Given text

+++++

Afterwards I see that this also is stated, which, if the Roman people has formed a correct estimate of your characters, O judges, he, at the very hour of death, truly prophesied of you,—“That it was not possible for Verres to efface his own crimes by murdering the witnesses; that he, in the shades below, should be a still more serious witness against him, in the opinion of sensible judges, than if he were produced alive in a court of justice; for that then, if he were alive he would only be a witness to prove his avarice; but now, when he had been, put to death, he should be a witness of his wickedness, and audacity, and cruelty.” What follows is very fine,—“That, when your cause came to be tried, it would not be only the bands of witnesses, but the punishments inflicted on the innocent, and the furies that haunt the wicked, that would attend your trial; that he thought his own misfortune the lighter, because he had seen before now the edge of your axes, and the countenance and hand of Sextus your executioner, when in an assembly of Roman citizens, Roman citizens were publicly executed by your command.”

Not to dwell too long on this, Junius used most freely that liberty which you have given the allies, even at the moment of bitter punishment, such as was only fit for slaves. He condemns them all, with the approval of his assessors. And yet, in so important an affair, in a cause in which so many men and so many citizens were concerned, he neither sent for Publius Vettius, his quaestor, to take his advice; nor for Publius Cervius, an admirable man, his lieutenant, who, because he had been lieutenant in Sicily, while he was praetor was the first man rejected by him as a judge; but he condemns them all in conformity with the opinion expressed by a lot of robbers, that is, by his own retinue.

+++++

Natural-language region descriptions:
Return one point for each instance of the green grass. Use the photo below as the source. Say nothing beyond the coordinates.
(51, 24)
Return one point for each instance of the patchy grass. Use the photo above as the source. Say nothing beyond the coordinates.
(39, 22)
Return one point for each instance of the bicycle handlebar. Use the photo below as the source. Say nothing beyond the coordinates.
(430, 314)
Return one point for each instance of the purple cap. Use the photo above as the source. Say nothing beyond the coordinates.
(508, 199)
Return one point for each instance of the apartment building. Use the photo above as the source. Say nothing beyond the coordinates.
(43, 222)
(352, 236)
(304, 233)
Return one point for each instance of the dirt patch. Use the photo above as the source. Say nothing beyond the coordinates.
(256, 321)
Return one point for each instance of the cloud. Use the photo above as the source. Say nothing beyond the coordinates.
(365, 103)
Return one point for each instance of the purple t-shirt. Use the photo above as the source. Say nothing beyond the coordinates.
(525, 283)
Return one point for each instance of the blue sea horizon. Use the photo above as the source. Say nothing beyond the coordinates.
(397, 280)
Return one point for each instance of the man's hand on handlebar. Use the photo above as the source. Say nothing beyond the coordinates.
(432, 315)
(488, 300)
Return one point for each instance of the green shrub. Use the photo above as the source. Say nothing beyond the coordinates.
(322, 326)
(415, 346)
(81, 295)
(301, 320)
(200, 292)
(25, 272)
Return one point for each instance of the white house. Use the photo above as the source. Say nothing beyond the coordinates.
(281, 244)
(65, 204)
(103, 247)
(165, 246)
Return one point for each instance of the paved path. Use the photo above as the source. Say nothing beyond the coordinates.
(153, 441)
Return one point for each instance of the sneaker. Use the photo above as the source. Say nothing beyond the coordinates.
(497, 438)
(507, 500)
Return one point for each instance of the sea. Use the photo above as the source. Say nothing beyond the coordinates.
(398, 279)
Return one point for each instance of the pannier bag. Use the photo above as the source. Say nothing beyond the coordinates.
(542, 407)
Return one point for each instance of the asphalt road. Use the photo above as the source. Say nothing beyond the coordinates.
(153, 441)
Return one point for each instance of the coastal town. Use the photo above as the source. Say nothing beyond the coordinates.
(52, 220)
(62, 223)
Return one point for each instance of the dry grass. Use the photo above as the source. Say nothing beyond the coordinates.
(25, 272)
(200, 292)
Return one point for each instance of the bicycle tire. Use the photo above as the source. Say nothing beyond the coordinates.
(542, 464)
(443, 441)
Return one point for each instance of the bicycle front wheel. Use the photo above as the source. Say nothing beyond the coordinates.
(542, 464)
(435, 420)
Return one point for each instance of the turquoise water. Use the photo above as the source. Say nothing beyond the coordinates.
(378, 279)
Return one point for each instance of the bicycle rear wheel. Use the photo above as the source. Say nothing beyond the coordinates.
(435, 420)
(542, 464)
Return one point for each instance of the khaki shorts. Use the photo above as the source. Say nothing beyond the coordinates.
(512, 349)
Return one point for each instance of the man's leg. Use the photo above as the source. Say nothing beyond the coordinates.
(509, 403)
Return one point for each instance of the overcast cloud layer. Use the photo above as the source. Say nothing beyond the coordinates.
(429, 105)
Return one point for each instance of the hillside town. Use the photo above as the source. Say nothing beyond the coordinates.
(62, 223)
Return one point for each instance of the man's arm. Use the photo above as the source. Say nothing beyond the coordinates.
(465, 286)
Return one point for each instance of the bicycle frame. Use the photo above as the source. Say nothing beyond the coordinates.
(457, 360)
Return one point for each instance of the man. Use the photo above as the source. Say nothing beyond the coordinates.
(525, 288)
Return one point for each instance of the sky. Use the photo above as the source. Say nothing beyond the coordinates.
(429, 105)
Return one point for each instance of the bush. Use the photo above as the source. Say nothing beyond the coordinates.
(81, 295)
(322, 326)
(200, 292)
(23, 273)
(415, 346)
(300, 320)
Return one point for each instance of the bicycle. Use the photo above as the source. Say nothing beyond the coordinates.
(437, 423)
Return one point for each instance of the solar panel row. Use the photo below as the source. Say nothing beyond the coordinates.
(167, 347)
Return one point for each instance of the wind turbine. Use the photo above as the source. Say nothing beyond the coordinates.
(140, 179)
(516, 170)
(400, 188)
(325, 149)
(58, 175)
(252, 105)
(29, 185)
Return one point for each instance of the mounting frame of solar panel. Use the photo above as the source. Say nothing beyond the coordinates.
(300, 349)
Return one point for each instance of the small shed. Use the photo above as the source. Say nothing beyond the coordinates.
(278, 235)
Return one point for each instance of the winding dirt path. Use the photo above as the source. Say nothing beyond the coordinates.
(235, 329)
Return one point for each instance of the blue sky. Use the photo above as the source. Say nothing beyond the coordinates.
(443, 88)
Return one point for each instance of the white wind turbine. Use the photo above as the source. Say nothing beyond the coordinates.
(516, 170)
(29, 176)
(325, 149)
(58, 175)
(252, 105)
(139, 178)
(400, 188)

+++++

Tasks to perform
(A) Answer these questions from the passage about Verres:
(i) If he were alive, what would the dying man only be a witness to prove?
(ii) What is the name of the executioner mentioned?
(iii) Who was the quaestor who was not sent for to give advice?
(B) Write what comes next in the passage about Verres, starting after its final sentence.

Results for each task
(A)
(i) Verres's avarice.
(ii) Sextus.
(iii) Publius Vettius.

(B)
On this all the Sicilians, our most faithful and most ancient allies, who have had the greatest kindnesses conferred on them by our ancestors, were greatly agitated, and alarmed at their own danger, and at the peril of all their fortunes. That that noted clemency and mildness of our dominion should have been changed into such cruelty and inhumanity! That so many men should be condemned at one time for no crime! That that infamous praetor should seek for a defence for his own robberies by the most shameful murder of innocent men! Nothing, O judges, appears possible to be added to such wickedness, insanity, and barbarity—and it is true that nothing can; for if it be compared with the iniquity of other men it will greatly surpass it all.

But he is his own rival; his object is always to outdo his last crime by some new wickedness. I had said that Phalargus the Centuripan was made an exception by Cleomenes, because he had sailed in his quadrireme. Still because that young man was alarmed, as he saw that his case was identical with that of those men who had been put to death, though perfectly innocent; Timarchides came to him, and tells him that he is in no danger at all of being put to death, but warns him to take care lest he should be sentenced to be scourged. To make my story short, you heard the young man himself say, that because of his fear of being scourged he paid money to Timarchides.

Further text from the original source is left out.